#### [Task requirements]
Continue the post about the "Assembling Bodies" symposium, picking up after its last sentence.

Biomedicine in museums

Curatorial and artistic techniques in investigating and presenting (biomedical) bodies

By November 27, 2009 No Comments

We are of course not the only museum that struggles with how to juggle art, science, materiality and medicine in our exhibitions. Next Friday, 4 December, the Museum of Archaeology and Anthropology at University of Cambridge is organising a most interesting afternoon symposium titled ‘Assembling Bodies: Art, Science & Imagination’.

Curators and artistic contributors to MAA’s current experimental exhibition with the same name will explore techniques of investigation and presentation — including relationships between the body and material things, the potential of exhibitions as research projects, incorporating different sensory engagements in museum display, and accommodating multiple audiences.

After an opportunity to see the current exhibition there will be four presentations:

Anita Herle, ‘Exploring the body in the arts, social and bio-medical sciences’:

How do we know, experience and create different bodies? How have different bodies been imagined, known and acted upon in different times, places and disciplinary contexts? This presentation will examine the creative potential and challenges associated with curatorial techniques of assemblage and juxtaposition.

#### [Image point grounding listing]
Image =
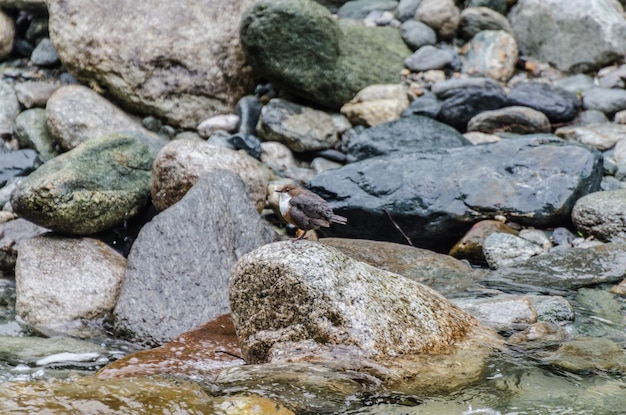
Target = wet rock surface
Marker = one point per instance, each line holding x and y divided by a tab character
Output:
432	211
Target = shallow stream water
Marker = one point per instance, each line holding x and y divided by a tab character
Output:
519	380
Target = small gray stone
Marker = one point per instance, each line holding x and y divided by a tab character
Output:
31	131
491	53
179	164
417	34
602	214
503	249
45	54
477	19
35	94
77	114
360	9
441	15
429	57
601	136
607	100
536	236
300	128
64	279
575	36
500	312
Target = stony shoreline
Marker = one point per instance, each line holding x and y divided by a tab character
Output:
141	153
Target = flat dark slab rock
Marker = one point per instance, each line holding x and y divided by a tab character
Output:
434	196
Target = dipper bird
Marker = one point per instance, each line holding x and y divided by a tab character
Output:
306	210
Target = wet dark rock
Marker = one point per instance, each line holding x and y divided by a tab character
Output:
427	104
165	295
247	142
516	119
248	110
277	39
560	269
470	247
417	34
17	163
360	9
96	186
434	196
429	57
558	104
408	134
463	99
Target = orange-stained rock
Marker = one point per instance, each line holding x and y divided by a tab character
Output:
202	352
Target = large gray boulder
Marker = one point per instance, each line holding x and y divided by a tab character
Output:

#### [Answer space]
Mark Elliott, ‘Putting the pieces together: negotiating parts and wholes in Assembling Bodies’:

Exhibits about the measurement, classification and distribution of bodies highlight ways in which fragments, measurements or representations can ‘stand’ in for larger categories or entities, such as body, type, or human. This paper considers how the curators negotiated the relationship between parts and wholes, highlight the contingency as well as the potency of some of the technologies that make bodies visible.

Jocelyne Dudding, ‘Shifting images: Using ‘anthropometric’ photographs in museum display’:

This paper discusses the historic use of ‘anthropometric’ photography in the collecting and classifying of information of human bodies. It explores how anthropometric methods of photography were followed in some instances, and resisted or ignored in others, why other photographs were recontextualised and used as ‘anthropometric’, and how contemporary artists have responded to such classification.

Bonnie Kemske, ‘Capturing the Embrace: a sculptural engagement with Merleau-Ponty’s ‘lived experience’:

The inclusion of ceramic ‘hugs’ in Assembling Bodies challenges the dominance of the visual within exhibitions, makes us question our perceptions, and leads us to a more engaged understanding of personal relationships to art. Capturing the embrace as ‘cast hugs’ engages the body’s sense of touch as a way to merge the body as subject with the sculptural object: ‘… not the thing on its own, but the experience of the thing.’ [Merleau-Ponty 1962]

Admission is free, but spaces are limited. Mail to reserve a place. If it wasn’t for the damned carbon footprint I would be tempted to fly Easyjet Cph-Stansted-Cph for a one-day trip. Why not videocast the presentations?